**GIVEN TEXT**
In the case of individuals resident or ordinarily resident but not domiciled in the United Kingdom, capital gains tax shall not be charged in respect of gains accruing to them from the disposal of assets situated outside the United Kingdom (that is, chargeable gains accruing in the year 1965–66 or a later year of assessment) except that the tax shall be charged on the amounts (if any) received in the United Kingdom in respect of those chargeable gains, any such amounts being treated as gains accruing when they are received in the United Kingdom.

40.

Section 275 TCGA, headed “Location of Assets”, provided, so far as relevant, as follows:

(1)

For the purposes of this Act

(c)

subject to the following provisions of this subsection, a debt secured or unsecured, is situated in the United Kingdom if and only if the creditor is resident in the United Kingdom,

(d)

shares or debentures issued by any municipal or governmental authority, or by any body created by such an authority, are situated in the country of that authority,

(da)

subject to paragraph (d) above, shares in or debentures of a company incorporated in any part of the United Kingdom are situated in the United Kingdom,

(e)

subject to paragraphs (d) and (da) above, registered shares or debentures are situated where they are registered and, if registered in more than one register, where the principal register is situated,

41.

At the time relevant to these appeals s 95 Taxes Management Act 1970 (“TMA”) provided as follows:

Incorrect return or accounts for income tax or capital gains tax.

(1)

Where a person fraudulently or negligently—

(a)

delivers any incorrect return of a kind mentioned in section 8 or 8A of this Act (or either of those sections as extended by section 12 of this Act), or

he shall be liable to a penalty not exceeding the amount of the difference specified in subsection (2) below.

(2)

The difference is that between—

(a)

**EXERCISES TO COMPLETE**
**1.** Can you extract the stretch of the tax law excerpt above from "Incorrect return or" through "subsection (2) below."?
**2.** Which section numbers of the Taxes Management Act 1970 does the tax law excerpt above cite?

**INFORMATION**

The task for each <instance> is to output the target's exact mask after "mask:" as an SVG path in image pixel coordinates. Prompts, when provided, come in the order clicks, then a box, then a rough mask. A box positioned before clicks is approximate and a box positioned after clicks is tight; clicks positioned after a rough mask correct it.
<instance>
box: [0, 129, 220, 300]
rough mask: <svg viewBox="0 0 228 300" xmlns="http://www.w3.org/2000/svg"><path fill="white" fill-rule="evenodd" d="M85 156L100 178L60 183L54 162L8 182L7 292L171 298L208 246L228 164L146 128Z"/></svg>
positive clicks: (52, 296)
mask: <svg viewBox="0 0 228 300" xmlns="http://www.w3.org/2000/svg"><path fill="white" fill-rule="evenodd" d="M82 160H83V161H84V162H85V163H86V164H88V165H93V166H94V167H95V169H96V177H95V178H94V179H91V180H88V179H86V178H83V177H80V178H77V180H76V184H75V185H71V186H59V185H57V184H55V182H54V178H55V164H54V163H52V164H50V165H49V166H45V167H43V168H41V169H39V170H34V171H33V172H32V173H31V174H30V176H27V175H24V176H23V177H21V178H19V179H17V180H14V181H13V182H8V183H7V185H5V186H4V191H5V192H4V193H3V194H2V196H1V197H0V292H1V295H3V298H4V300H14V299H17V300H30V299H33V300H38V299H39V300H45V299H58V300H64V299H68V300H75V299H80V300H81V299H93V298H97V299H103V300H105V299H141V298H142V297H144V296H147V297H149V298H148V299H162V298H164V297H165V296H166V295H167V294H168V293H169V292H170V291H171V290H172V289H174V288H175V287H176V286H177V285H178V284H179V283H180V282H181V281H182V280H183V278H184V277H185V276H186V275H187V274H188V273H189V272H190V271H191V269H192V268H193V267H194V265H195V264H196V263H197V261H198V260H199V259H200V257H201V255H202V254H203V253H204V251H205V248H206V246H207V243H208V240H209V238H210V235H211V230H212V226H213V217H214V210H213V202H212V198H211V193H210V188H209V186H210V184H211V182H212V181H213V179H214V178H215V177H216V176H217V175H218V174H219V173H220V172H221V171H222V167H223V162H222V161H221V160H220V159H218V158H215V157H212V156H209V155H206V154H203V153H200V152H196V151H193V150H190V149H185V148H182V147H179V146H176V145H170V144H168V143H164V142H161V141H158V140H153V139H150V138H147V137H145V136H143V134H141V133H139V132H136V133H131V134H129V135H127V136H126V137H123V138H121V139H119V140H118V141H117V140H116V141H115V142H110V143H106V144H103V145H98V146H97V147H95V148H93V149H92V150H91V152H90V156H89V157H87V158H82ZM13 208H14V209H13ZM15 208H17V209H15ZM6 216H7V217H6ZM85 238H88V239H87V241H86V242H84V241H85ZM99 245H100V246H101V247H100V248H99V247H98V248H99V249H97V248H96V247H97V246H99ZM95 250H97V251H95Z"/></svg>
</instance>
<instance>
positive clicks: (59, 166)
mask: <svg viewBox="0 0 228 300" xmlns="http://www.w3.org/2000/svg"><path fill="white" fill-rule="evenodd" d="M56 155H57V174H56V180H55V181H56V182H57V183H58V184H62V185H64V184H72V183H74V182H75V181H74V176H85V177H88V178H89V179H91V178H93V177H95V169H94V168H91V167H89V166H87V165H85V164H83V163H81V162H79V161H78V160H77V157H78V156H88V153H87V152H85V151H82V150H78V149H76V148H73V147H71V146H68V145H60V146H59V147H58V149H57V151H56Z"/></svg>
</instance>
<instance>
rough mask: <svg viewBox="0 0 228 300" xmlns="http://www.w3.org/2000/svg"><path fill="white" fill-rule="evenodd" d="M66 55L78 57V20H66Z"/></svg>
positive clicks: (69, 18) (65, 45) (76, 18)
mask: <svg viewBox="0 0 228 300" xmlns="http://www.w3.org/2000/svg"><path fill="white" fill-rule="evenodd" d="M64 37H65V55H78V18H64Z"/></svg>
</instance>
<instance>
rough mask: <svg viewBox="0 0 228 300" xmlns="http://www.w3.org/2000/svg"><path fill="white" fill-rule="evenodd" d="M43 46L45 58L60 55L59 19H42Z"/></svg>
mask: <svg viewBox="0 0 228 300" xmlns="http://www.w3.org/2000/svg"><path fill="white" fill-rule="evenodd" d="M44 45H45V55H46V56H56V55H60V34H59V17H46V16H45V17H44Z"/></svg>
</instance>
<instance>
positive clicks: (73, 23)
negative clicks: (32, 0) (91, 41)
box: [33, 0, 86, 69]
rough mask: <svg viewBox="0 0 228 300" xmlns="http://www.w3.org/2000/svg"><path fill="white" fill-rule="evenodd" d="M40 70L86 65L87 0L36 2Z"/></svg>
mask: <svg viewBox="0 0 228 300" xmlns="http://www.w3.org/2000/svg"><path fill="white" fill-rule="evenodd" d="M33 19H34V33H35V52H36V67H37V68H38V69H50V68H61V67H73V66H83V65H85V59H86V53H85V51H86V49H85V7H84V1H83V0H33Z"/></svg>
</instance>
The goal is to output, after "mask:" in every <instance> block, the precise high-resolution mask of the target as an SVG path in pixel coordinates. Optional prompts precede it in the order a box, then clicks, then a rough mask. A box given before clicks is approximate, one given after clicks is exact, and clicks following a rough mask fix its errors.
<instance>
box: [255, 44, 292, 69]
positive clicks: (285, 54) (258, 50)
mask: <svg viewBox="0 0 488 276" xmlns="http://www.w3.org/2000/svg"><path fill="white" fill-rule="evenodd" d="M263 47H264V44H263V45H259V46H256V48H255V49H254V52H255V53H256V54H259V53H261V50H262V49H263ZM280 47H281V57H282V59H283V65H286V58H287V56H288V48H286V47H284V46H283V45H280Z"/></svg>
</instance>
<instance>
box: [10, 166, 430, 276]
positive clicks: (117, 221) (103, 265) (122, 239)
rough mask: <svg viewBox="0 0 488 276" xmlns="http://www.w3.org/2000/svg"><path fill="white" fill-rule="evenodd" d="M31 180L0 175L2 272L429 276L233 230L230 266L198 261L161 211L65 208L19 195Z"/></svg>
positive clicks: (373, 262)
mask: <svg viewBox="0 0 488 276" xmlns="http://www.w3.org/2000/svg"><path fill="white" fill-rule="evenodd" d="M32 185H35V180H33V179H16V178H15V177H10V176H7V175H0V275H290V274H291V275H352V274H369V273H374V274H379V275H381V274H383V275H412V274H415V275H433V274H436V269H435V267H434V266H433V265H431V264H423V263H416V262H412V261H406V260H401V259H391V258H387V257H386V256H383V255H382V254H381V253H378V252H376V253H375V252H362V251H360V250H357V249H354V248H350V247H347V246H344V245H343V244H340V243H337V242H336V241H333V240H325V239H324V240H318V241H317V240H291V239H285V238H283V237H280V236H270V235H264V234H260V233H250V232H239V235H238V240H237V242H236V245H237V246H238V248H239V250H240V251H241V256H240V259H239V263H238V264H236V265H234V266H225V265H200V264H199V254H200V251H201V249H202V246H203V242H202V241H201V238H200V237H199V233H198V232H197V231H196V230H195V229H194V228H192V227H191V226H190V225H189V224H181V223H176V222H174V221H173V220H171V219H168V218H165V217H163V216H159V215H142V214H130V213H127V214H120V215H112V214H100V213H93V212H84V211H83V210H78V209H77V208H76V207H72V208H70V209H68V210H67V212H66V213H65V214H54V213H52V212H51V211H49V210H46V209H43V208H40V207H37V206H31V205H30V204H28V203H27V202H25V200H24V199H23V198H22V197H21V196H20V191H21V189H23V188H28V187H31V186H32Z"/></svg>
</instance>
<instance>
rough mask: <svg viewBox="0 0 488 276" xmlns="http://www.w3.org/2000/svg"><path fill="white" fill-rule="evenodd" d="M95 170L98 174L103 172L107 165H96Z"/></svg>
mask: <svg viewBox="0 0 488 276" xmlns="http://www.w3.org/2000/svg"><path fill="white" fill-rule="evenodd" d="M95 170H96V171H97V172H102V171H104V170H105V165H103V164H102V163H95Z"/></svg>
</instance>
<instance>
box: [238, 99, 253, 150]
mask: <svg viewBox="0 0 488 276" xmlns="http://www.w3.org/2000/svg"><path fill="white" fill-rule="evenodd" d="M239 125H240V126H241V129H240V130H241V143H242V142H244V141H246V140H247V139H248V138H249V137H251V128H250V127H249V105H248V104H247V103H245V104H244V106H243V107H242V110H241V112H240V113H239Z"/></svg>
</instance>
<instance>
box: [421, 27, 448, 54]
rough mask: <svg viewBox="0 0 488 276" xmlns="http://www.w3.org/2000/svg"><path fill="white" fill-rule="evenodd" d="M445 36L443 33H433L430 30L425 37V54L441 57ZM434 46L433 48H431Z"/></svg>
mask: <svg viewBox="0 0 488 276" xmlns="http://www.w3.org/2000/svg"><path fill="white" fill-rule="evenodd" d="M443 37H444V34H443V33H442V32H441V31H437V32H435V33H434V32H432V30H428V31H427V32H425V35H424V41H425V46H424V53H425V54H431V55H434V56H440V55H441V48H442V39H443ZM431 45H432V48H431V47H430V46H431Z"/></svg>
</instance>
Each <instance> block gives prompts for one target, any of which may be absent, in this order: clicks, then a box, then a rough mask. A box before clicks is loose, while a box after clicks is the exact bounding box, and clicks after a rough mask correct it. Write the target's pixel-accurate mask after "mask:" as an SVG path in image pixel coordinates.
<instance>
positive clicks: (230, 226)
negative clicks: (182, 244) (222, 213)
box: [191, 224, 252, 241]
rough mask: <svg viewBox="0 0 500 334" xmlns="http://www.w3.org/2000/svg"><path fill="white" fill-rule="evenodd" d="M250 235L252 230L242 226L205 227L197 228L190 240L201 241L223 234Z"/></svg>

**TASK RESULTS**
**1.**
Incorrect return or accounts for income tax or capital gains tax.

(1)

Where a person fraudulently or negligently—

(a)

delivers any incorrect return of a kind mentioned in section 8 or 8A of this Act (or either of those sections as extended by section 12 of this Act), or

he shall be liable to a penalty not exceeding the amount of the difference specified in subsection (2) below.

**2.** 95, 8, 8A, 12